Rewrite all of the items below, replacing each "Spot" with "Locate" and leaving everything else unchanged. Leave the pictures out of your answer.

-- Start of EXERCISE INPUT --

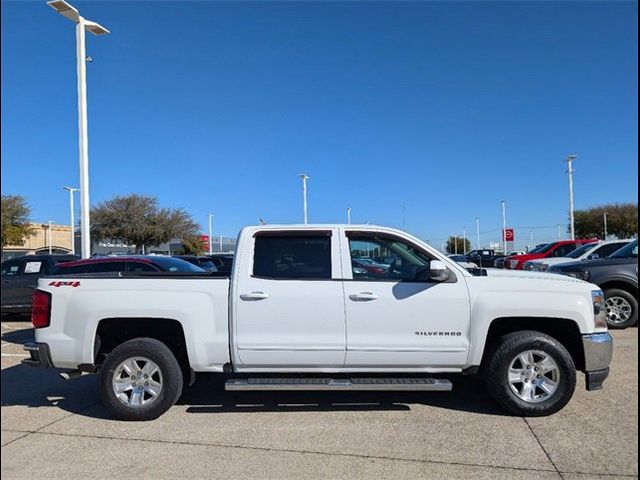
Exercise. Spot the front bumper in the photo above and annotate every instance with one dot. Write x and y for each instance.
(40, 355)
(598, 351)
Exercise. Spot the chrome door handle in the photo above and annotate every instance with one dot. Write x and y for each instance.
(363, 297)
(253, 296)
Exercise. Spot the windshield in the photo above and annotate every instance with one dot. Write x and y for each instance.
(580, 250)
(541, 248)
(169, 264)
(628, 251)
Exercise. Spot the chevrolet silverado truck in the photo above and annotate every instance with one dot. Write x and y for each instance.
(295, 315)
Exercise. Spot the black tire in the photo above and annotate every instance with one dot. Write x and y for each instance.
(172, 379)
(497, 368)
(611, 293)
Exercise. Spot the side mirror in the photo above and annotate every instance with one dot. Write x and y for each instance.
(438, 271)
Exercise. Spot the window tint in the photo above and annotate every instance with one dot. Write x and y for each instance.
(106, 267)
(72, 270)
(11, 267)
(607, 250)
(292, 257)
(141, 267)
(392, 259)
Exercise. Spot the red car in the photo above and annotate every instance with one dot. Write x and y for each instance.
(555, 249)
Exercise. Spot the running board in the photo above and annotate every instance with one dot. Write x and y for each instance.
(350, 384)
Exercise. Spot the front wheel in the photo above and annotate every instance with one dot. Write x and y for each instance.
(530, 374)
(140, 380)
(622, 308)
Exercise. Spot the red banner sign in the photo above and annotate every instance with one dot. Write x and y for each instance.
(509, 235)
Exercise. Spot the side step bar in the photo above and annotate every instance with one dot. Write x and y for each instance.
(350, 384)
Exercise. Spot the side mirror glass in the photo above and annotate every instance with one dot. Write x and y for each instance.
(438, 271)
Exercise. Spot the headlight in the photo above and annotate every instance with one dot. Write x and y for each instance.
(599, 308)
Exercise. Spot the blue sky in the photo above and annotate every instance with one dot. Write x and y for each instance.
(444, 108)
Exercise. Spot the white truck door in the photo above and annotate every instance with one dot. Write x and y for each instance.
(289, 302)
(395, 317)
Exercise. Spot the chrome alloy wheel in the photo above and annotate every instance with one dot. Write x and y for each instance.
(619, 310)
(533, 376)
(137, 382)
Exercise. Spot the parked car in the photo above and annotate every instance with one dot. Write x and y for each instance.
(20, 278)
(588, 251)
(483, 258)
(127, 264)
(294, 316)
(462, 260)
(206, 263)
(617, 276)
(556, 249)
(222, 261)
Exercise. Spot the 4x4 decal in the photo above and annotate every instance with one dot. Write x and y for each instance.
(64, 284)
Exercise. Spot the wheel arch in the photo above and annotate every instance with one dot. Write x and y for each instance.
(565, 331)
(111, 332)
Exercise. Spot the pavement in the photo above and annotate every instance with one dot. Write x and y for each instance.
(58, 429)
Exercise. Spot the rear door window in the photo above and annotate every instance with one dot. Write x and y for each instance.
(292, 257)
(12, 267)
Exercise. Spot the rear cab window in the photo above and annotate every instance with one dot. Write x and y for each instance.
(304, 255)
(12, 268)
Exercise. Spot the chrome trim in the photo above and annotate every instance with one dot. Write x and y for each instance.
(357, 384)
(598, 350)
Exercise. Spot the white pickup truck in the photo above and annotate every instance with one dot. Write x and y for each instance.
(296, 314)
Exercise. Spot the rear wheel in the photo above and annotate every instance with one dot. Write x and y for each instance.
(531, 374)
(622, 308)
(140, 380)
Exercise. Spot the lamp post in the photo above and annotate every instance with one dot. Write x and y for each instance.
(211, 233)
(504, 226)
(50, 238)
(71, 13)
(570, 159)
(464, 241)
(72, 221)
(304, 178)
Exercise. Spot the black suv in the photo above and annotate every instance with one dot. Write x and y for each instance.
(617, 276)
(20, 278)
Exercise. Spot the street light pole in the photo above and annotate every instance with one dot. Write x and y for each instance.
(72, 221)
(504, 226)
(304, 178)
(211, 233)
(50, 238)
(68, 11)
(464, 241)
(570, 171)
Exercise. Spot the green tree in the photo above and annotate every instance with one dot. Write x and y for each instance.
(138, 219)
(622, 220)
(457, 245)
(194, 245)
(15, 220)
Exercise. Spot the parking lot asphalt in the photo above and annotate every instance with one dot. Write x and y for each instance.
(53, 428)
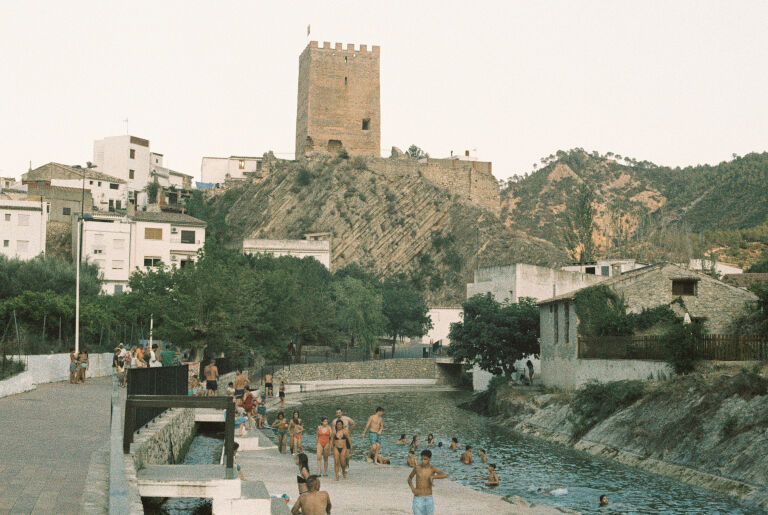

-- End of EXERCISE INPUT --

REPLY:
Exercise. Locate the front bumper in the photo above and annotate every instance with one dot. Write x and y for each instance.
(40, 355)
(598, 351)
Exercise. Locate the chrome door handle in the photo above and annotate every instance with one dot. Write x and y for each instance.
(363, 297)
(253, 296)
Exercise. Locate the windshield in the photo above and annotate every instance with one dot. Write x and y for each instance.
(580, 250)
(541, 248)
(169, 264)
(628, 251)
Exercise. Locate the chevrolet silverado truck in the photo above and annotate every instance with one dot. Write x and y for each instance.
(295, 315)
Exercise. Locate the black tire in the photo above and annotate every instance with one dot. Write x and y for each instance.
(172, 379)
(497, 368)
(611, 293)
Exercise. Locate the side mirror in the photo above and annotate every instance with one dot. Write x and y for each instance.
(438, 271)
Exercise. Locate the window tint in the photo above and annotate every instance with one dot. Write x and y for each instance.
(106, 267)
(72, 270)
(11, 267)
(607, 250)
(292, 257)
(141, 267)
(392, 259)
Exercise. Locate the red car in the photo above and annotate every instance with one dot. Write x and y for each instance.
(555, 249)
Exercise. Locate the running board in the photo above and annotate every instance with one dot. Write x and y for each instance.
(350, 384)
Exercise. Locate the front wheel in the photo above and annotate every instance with one dot. Write x and y for each instance.
(530, 374)
(140, 380)
(622, 308)
Exercise. Locate the red banner sign in the photo above and annotate every instance with one dot. Write x and y for each instance.
(509, 235)
Exercise. Locate the side step bar in the photo above and annotate every instance with one dot. Write x and y for each instance.
(350, 384)
Exercise. Locate the side mirror glass in the photo above and annotate every instance with one dot. Write x and y for each instance.
(438, 271)
Exercise. Locate the headlight in the photo above and annotate every instance with one dot. Write x and y for each instance.
(599, 308)
Exercise. Locate the blue sky in the photo above and annotate every instance with one dot. Write x and y for each instance.
(444, 108)
Exercise. Locate the white truck door in the photo above and annotate every instance with one dot. Write x and y for each instance.
(289, 302)
(395, 317)
Exercise. Locate the chrome alloy wheel in the photo above and annotate every instance with one dot. Write x and y for each instance.
(619, 310)
(533, 376)
(137, 382)
Exercise. Locate the parked car in the photo above and annotate every instance with one dot. Write x and y for each instance.
(20, 278)
(588, 251)
(483, 258)
(127, 264)
(294, 316)
(462, 260)
(206, 263)
(617, 276)
(556, 249)
(222, 261)
Exercise. Locate the 4x4 decal in the photo above and annotate every instance with one dot. Write x and y for each instance.
(64, 284)
Exercise. Locate the wheel arch in the photo above and annotate every instance with one dot. Write x and y for each instance.
(565, 331)
(111, 332)
Exercise. Locate the pavement in the photo above and annotate every instance with one dot. Write x and y for each instance.
(58, 429)
Exercise. Locate the rear door window in the photo above and annotate every instance with one dot. Write x and y for each instance.
(292, 257)
(12, 267)
Exercise. Locate the rear cab window in the photo above and annotate every instance with one dot. Write x and y for each instance.
(304, 255)
(12, 268)
Exercise. Locate the chrome trim in the photo above and annotate every instance with one dot. Write x and y for each instance.
(357, 384)
(598, 350)
Exercise. Locate the white pickup truck in the photo above and annotate every instance with one dot. Write x and y for each instance.
(296, 314)
Exercise. Locate the rear wheel in the photo above and annotate every instance with one dot. Write x and y for each instance.
(531, 374)
(622, 308)
(140, 380)
Exercise. Locate the lamp post in the photo above and annotate every instance with one dot. Write x and y for each instance.
(211, 233)
(504, 226)
(50, 238)
(71, 13)
(570, 159)
(464, 241)
(72, 221)
(304, 178)
Exercise. Locate the black suv in the photo above and annotate every instance with one dot. Write x and y for each instance.
(617, 276)
(20, 278)
Exercise. Locate the street light pole in the photo above and annotate every instance with one dot. Write x and y for each instance.
(72, 221)
(504, 226)
(304, 178)
(211, 233)
(50, 238)
(68, 11)
(464, 241)
(570, 171)
Exercise. Locate the green tree in the photo above and annotate every instance with one dot. Write x and y for each instance.
(138, 219)
(622, 220)
(457, 245)
(194, 245)
(15, 220)
Exercise. Locate the parking lot asphalt in the photo above and annotate every instance with one dot. Write x and y for each instance.
(53, 428)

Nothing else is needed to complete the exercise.